*Выполните задания*.
a - Согласуются ли с отрывком о Латинской Америке утверждения (i) «До прихода к власти Уго Чавеса в Венесуэле не построили ни одной железной дороги», (ii) «В середине 90-х в Бразилии бедствовало около 60% населения» и (iii) «Термин „исключенные“ принадлежит Жоржи Амаду»? Для каждого ответьте «да» или «нет» и дословно приведите решающие слова отрывка.
b - Перепишите дословно из отрывка о Латинской Америке фрагмент от слов «Однако неолиберализм после» до слов «обстоятельствах, достаточно успешна.» включительно.
c - Продолжите отрывок о Латинской Америке после его последнего предложения.

*Текст для чтения*.
===============

А рыночный обмен в Латинской Америке – не то же самое, что в США и Великобритании. Наркоторговля, например, вариант рыночного обмена, привычный в Колумбии, Перу и Боливии. Захват земель – это то, что считают рыночными отношениями элиты в Мексике, Колумбии, Бразилии, Аргентине.
Рабский труд индейцев в отдаленных районах Амазонии и Парагвая – тоже рыночные отношения по-латиноамерикански. Коррупция, кланово-бюрократический бизнес, контрабанда – это вообще нормальная для местных элит рыночная среда.
О том, как местная олигархия «заботится» о развитии, свидетельствует пример Венесуэлы: до прихода к власти Уго Чавеса власти не построили в огромной, почти вдвое больше Франции, стране ни одной железной дороги! И это – при колоссальных нефтяных доходах. Элиты окончательно подчинили своим интересам государственные институты, которые носили клановый, закрытый для общественного контроля характер.
Но дело даже не только в нищете огромной части населения:
в середине 90-х в Бразилии бедствовало 45% населения, в нефтяной Венесуэле – примерно 60%, в Боливии, Эквадоре и Парагвае – почти 80%.
Все лежит гораздо глубже. В Латинской Америке с начала XIX века часть населения вообще выключена из социальной жизни — это были индейцы, лишенные земли, освобожденные рабы, разорившиеся крестьяне и солдаты. Затем к ним примкнули эмигранты из Европы и Азии, не сумевшие найти работу. Эти люди заселяли поселки нищеты в пригородах («фавелы» в Бразилии, «ранчос» в Венесуэле, «барриос» в Мексике и т. д.) Они – не просто безработные, они безработные уже во многих поколениях. Их образ жизни – преступность, проституция и случайные заработки – этакие «генералы песчаных карьеров» из Жоржи Амаду. «Исключенные» (термин латиноамериканиста Татьяны Ворожейкиной) способны создать массовые движения ультралевого и ультраправого каудильистского типа, которые могут победить, имея талантливого вождя. Но решить проблемы развития такие движения не могут.
Однако неолиберализм после финансовой катастрофы 1995–2001 годов выкинул на обочину жизни бывшие «средние слои» — людей образованных, энергичных и работящих. В некоторых странах они организовали структуры гражданского общества и интегрировали «исключенных» в их ряды. Так получилось в Бразилии, Аргентине и Уругвае. На их основе возникли массовые движения, которые привели к власти Инасио Лулу Сильву (Партия трудящихся), Нестора Киршнера («Фронт победы») и Табаре Васкеса («Широкий фронт»). Экстремизм чужд этим структурам, проводимая ими социально-экономическая политика отличается умеренностью и прагматизмом. Поэтому деятельность бразильских и уругвайских властей (аргентинских – в меньшей степени), как и их коллег из Коста-Рики и Доминиканской Республики, пришедших к власти при подобных обстоятельствах, достаточно успешна.

===============

*Представленные данные*.
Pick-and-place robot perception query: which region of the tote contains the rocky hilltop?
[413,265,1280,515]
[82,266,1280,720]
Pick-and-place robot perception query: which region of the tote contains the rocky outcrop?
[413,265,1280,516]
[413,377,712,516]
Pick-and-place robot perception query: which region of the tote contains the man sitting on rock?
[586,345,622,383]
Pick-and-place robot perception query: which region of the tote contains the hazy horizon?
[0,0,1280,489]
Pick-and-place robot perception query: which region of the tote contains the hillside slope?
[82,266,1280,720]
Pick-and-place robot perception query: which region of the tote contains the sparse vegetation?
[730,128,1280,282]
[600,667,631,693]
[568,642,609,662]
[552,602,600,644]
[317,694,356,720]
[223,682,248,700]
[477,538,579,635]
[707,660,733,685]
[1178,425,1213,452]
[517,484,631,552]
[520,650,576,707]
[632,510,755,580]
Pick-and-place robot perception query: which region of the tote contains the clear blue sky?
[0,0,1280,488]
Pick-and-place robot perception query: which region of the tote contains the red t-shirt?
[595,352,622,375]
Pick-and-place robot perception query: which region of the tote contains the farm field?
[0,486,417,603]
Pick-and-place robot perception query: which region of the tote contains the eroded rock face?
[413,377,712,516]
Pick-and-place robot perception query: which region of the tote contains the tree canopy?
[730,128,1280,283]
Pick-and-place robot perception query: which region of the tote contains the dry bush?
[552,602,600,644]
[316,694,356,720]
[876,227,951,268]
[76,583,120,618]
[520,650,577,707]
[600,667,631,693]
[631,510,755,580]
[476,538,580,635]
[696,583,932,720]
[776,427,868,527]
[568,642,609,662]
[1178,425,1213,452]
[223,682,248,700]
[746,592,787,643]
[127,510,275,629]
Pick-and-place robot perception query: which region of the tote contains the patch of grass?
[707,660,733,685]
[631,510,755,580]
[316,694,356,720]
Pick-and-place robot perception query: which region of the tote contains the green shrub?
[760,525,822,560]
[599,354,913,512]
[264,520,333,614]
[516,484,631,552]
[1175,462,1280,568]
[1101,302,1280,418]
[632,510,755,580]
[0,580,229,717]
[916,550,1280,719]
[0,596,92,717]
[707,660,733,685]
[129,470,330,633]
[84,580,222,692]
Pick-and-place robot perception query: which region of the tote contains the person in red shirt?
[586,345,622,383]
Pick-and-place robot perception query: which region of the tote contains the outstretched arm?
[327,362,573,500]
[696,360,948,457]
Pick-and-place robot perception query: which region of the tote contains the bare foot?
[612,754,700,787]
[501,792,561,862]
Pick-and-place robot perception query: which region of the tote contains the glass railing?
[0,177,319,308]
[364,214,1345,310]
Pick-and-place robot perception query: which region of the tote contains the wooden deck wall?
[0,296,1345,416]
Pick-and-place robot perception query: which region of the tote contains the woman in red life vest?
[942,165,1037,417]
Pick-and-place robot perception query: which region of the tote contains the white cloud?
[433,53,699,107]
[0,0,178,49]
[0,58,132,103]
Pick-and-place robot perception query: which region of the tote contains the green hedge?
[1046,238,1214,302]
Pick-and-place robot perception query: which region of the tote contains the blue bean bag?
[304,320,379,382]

===============

*Ответы по порядку*.
a -
(i) Да: «до прихода к власти Уго Чавеса власти не построили в огромной, почти вдвое больше Франции, стране ни одной железной дороги!»
(ii) Нет: «в середине 90-х в Бразилии бедствовало 45% населения»
(iii) Нет: «„Исключенные“ (термин латиноамериканиста Татьяны Ворожейкиной)»

b -
Однако неолиберализм после финансовой катастрофы 1995–2001 годов выкинул на обочину жизни бывшие «средние слои» — людей образованных, энергичных и работящих. В некоторых странах они организовали структуры гражданского общества и интегрировали «исключенных» в их ряды. Так получилось в Бразилии, Аргентине и Уругвае. На их основе возникли массовые движения, которые привели к власти Инасио Лулу Сильву (Партия трудящихся), Нестора Киршнера («Фронт победы») и Табаре Васкеса («Широкий фронт»). Экстремизм чужд этим структурам, проводимая ими социально-экономическая политика отличается умеренностью и прагматизмом. Поэтому деятельность бразильских и уругвайских властей (аргентинских – в меньшей степени), как и их коллег из Коста-Рики и Доминиканской Республики, пришедших к власти при подобных обстоятельствах, достаточно успешна.

c -
Второй вариант – это Уго Чавес. Он пришел к власти в условиях фактического краха венесуэльского государства, непосредственно апеллируя к «исключенным». Чавес опирается на них, но обратной связи нет (неграмотным людям нечего посоветовать президенту, а требовать что-либо от «каудильо» в клиентелистском обществе не принято – надо только «горячо поддерживать»). Поэтому наряду с нужными обществу проектами (строительство социального жилья, новых заводов, дорог) венесуэльский президент делает явные нелепости – национализирует предприятия и магазины, тратит миллиарды на не очень нужные вооружения и помощь «соратникам по антиимпериалистической борьбе». Он придумывает собственный часовой пояс, печатает «Протоколы сионских мудрецов»… А бедность остается на уровне 46–49%, коммунальные службы в Каракасе не работают, по уровню преступности и темпам инфляции Венесуэла вышла на первое место на континенте, в магазинах не стало молока и мяса.
Левацкий режим Чавеса, как и братьев Кастро, экономически и социально неэффективен, поскольку общество отрезано от принятия решений.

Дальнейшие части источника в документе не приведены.